_Yapılacak Çalışmalar_
**1)** Kilise tarihi metnine göre Petrus'un kullandığı ifadeler Eski Antlaşma'da kimin için söylenmiştir?
**2)** Kilise tarihi metninde "Bu metinde Petrus, Yeni" sözcüklerinden başlayıp "43.20-21, Hoşeya 1.6-10)." sözcüklerine kadar uzanan bölümün tamamını aynen kopyalayınız.

Kilise ve Kilise Tarihi

Kilisenin Kutsal Kitap’a İlişkin Geçmişi

Size göre kilise ne zaman başladı? Hangi gün? a-) İsa Mesih’in günahlarımız için öldüğü Cuma gününde; b-) Diriliş Bayramının ilk Pazar gününde İsa Mesih ölümün gücünü kırdığında, c-) Pentekost Gününde, Kutsal Ruh’un kiliseye bir armağan olarak döküldüğü gün kilisenin başladığını söyleyebiliriz. Bunların her birinde bir miktar gerçek bulunmaktadır. Fakat Kutsal Yazılar bizleri, bunun daha da gerisine gitmeye zorlamaktadır. 1.Petrus 2:9-10 “Ama siz seçilmiş bir soy, Kral’ın ka­hinleri, kutsal bir ulus, Tanrı’nın öz halkısınız. Sizi ka­ranlıktan kendisinin şaşılacak ışığına çağıran Tanrı’nın erdemlerini ilan etmek için seçildiniz. Bir zamanlar halk değildiniz, ama şimdi Tanrı’nın halkısınız. Bir zamanlar merhamete erişmemiştiniz, oysa şimdi merhamete eriştiniz.”

Bu metinde Petrus, Yeni Antlaşma kilisesinden bahsediyor. Bu sözleri söylediği kişiler büyük bir olasılıkla da İsrail’li değildiler. Fakat bu ayetlerde kullandığı kelimeler, Eski Antlaşma’dan alınmadır. Eski Antlaşma’da bu ifadeler İsrail için söylenmişti (Çıkış 19.6, İşaya 43.20-21, Hoşeya 1.6-10).

_Verilen Öğeler_
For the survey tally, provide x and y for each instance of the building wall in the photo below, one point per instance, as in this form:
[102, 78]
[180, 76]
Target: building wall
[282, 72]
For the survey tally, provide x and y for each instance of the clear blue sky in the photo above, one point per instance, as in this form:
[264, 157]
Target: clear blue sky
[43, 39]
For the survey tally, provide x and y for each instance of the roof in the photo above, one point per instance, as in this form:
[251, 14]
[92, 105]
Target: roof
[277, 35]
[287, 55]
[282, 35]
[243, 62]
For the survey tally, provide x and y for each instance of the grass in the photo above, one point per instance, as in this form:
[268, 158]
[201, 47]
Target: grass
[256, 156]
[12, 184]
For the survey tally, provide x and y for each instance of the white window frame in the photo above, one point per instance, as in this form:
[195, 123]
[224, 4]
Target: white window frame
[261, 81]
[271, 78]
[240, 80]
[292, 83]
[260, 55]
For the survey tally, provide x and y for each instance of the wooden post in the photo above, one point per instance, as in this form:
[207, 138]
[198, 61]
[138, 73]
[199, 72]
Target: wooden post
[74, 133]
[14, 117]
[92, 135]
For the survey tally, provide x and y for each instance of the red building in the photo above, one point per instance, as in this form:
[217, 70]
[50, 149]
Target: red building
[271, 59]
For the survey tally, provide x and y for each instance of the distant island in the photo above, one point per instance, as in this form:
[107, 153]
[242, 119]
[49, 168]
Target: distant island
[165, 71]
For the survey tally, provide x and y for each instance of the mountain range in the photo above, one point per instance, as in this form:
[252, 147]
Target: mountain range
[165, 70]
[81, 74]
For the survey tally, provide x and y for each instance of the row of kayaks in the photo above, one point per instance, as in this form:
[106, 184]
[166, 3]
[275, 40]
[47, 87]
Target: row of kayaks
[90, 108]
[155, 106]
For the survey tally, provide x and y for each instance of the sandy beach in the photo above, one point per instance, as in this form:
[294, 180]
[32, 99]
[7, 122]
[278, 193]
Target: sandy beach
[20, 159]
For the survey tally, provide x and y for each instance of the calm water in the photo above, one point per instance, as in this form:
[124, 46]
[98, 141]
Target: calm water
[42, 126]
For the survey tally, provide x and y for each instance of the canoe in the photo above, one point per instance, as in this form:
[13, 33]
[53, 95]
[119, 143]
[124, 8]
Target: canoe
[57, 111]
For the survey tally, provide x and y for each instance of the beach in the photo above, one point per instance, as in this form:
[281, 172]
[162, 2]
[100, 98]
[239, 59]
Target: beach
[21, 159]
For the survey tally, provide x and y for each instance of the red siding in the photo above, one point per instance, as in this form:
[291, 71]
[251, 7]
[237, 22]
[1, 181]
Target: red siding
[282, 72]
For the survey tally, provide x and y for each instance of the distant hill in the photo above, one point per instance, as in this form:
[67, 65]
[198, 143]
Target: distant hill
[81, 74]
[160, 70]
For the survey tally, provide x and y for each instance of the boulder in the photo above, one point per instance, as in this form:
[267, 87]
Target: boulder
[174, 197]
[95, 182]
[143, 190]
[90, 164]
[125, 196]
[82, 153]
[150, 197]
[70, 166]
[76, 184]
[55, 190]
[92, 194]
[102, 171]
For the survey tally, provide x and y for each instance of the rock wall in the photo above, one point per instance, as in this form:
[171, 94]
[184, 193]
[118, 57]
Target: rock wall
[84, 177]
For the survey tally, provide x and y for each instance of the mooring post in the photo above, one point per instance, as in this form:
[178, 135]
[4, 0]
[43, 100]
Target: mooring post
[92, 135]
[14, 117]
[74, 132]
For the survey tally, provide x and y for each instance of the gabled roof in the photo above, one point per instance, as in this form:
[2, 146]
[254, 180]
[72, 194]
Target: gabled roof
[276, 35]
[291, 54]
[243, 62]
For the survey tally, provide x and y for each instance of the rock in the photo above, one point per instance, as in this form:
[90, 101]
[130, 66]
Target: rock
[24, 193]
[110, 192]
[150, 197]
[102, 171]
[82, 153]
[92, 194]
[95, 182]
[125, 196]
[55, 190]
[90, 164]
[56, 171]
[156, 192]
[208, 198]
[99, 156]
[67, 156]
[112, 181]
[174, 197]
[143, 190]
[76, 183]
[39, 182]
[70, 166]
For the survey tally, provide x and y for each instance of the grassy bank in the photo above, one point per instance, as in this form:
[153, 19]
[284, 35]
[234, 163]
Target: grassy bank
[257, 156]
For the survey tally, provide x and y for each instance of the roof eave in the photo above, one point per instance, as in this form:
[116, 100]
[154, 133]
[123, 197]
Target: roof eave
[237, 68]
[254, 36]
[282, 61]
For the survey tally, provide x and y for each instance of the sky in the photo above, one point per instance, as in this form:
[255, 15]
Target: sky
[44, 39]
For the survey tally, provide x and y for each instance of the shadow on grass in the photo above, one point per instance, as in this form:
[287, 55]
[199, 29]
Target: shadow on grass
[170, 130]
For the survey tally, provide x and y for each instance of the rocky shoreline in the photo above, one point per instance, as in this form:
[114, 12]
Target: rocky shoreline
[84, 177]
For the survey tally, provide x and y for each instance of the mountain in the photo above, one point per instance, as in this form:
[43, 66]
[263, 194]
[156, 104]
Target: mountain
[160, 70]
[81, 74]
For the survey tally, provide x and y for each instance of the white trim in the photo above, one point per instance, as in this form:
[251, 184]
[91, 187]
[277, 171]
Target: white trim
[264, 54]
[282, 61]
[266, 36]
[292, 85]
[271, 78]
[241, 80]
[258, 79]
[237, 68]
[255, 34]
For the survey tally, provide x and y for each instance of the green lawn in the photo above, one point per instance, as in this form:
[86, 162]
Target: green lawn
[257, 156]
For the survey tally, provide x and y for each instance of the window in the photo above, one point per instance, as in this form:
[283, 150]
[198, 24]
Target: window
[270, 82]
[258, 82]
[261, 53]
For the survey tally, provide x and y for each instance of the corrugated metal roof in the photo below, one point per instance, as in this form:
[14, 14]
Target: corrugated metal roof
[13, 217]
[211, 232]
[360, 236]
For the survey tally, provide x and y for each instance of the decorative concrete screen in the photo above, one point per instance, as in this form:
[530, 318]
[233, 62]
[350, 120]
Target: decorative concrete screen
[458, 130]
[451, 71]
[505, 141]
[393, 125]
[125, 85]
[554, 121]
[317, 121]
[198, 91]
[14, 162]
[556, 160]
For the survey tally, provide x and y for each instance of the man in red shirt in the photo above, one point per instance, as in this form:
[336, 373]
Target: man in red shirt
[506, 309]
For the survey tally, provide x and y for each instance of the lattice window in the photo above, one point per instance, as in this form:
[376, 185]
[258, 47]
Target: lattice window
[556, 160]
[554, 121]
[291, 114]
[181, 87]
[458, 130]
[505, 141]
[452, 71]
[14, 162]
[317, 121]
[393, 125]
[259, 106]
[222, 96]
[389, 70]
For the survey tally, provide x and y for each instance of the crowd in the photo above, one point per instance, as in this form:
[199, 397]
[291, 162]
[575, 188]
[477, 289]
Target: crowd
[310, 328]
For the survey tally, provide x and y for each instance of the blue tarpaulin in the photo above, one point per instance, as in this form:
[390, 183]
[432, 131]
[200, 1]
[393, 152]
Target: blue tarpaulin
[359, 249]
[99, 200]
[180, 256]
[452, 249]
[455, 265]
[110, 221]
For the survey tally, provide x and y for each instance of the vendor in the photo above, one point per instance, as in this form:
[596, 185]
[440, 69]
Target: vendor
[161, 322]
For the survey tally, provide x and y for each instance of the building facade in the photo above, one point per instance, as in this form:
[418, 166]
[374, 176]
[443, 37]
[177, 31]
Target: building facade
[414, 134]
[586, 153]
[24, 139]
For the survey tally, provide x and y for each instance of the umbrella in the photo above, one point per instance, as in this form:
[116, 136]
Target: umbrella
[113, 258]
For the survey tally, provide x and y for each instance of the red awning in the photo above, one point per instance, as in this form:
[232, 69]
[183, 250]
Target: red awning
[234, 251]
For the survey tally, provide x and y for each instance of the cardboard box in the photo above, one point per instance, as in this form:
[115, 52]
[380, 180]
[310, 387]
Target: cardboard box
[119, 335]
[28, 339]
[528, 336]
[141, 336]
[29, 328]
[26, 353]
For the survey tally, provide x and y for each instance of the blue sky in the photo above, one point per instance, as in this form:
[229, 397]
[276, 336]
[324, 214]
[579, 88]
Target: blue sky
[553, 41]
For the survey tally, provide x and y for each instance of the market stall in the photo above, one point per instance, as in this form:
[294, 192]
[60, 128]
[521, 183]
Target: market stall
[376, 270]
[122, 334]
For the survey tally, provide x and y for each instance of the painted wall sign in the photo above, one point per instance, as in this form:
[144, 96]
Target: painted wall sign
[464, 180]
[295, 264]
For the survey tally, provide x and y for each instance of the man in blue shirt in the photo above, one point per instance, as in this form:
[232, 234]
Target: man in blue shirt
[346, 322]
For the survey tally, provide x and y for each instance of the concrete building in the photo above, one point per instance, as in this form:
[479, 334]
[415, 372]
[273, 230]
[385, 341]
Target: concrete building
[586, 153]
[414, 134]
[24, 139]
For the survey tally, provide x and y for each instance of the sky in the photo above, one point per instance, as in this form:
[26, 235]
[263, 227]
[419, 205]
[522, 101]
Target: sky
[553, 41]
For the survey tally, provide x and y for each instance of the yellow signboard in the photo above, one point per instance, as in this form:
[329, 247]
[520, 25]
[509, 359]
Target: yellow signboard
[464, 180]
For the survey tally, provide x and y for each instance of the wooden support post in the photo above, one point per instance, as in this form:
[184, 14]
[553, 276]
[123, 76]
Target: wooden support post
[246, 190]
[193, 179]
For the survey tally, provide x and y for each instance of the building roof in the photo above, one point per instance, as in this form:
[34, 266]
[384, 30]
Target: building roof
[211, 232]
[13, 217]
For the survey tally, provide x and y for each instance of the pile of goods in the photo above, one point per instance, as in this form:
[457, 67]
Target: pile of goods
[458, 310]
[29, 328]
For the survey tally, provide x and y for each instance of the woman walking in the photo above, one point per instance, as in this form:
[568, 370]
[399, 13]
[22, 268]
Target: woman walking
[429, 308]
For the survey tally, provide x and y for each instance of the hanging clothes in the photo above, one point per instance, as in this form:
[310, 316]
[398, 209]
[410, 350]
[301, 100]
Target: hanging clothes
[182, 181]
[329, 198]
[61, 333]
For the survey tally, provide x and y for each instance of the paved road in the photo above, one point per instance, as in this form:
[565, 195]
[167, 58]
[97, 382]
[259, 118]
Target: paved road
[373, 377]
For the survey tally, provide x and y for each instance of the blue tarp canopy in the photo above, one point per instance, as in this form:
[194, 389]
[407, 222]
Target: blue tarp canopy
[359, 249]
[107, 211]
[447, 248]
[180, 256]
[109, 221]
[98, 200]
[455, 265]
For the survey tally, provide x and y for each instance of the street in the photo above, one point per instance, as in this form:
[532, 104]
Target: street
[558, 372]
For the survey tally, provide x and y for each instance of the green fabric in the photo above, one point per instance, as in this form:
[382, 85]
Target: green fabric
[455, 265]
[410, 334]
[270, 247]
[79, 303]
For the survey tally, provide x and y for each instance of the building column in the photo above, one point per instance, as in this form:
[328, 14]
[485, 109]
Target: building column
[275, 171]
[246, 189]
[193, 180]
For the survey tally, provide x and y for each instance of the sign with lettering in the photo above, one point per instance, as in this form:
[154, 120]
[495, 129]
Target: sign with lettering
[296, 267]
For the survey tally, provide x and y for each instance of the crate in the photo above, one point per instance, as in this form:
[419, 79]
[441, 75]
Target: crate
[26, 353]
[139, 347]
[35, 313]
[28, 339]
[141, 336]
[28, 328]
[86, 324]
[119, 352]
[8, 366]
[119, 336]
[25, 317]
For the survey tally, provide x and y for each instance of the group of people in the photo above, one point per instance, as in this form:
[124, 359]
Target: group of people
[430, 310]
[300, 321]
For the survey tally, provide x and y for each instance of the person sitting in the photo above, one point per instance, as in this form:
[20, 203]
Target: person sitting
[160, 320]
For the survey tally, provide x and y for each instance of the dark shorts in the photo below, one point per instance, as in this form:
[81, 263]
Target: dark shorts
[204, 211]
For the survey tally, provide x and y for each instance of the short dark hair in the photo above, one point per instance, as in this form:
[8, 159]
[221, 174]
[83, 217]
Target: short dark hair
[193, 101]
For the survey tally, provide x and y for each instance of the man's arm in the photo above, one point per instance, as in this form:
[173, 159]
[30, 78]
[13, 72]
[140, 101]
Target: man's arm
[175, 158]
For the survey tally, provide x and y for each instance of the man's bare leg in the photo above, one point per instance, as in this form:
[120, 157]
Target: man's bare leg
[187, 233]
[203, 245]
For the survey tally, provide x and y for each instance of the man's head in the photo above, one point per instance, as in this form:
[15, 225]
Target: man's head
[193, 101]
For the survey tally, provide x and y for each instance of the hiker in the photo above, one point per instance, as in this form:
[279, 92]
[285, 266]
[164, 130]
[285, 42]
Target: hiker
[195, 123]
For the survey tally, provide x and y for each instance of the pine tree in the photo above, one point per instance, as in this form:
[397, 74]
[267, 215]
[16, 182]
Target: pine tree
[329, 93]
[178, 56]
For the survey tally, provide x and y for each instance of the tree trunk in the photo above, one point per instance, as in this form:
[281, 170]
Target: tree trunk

_Verilen Cevaplar_
**1)** İsrail için.

**2)**
Bu metinde Petrus, Yeni Antlaşma kilisesinden bahsediyor. Bu sözleri söylediği kişiler büyük bir olasılıkla da İsrail’li değildiler. Fakat bu ayetlerde kullandığı kelimeler, Eski Antlaşma’dan alınmadır. Eski Antlaşma’da bu ifadeler İsrail için söylenmişti (Çıkış 19.6, İşaya 43.20-21, Hoşeya 1.6-10).